**Instructions to follow:**
Can you update these entries so that "endpoint" becomes "service" and everything else stays the same?

**Data supplied:**
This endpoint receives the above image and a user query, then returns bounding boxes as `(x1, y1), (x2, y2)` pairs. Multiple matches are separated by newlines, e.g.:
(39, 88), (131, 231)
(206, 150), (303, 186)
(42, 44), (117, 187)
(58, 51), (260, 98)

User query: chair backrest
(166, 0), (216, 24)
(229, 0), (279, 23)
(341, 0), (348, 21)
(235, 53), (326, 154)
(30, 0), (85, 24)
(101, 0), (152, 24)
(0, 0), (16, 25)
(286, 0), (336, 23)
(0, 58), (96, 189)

**Response to the task:**
This service receives the above image and a user query, then returns bounding boxes as `(x1, y1), (x2, y2)` pairs. Multiple matches are separated by newlines, e.g.:
(39, 88), (131, 231)
(206, 150), (303, 186)
(42, 44), (117, 187)
(58, 51), (260, 98)

User query: chair backrest
(166, 0), (216, 24)
(229, 0), (279, 23)
(341, 0), (348, 21)
(235, 53), (326, 154)
(30, 0), (85, 24)
(101, 0), (152, 24)
(0, 0), (16, 25)
(286, 0), (336, 23)
(0, 58), (96, 189)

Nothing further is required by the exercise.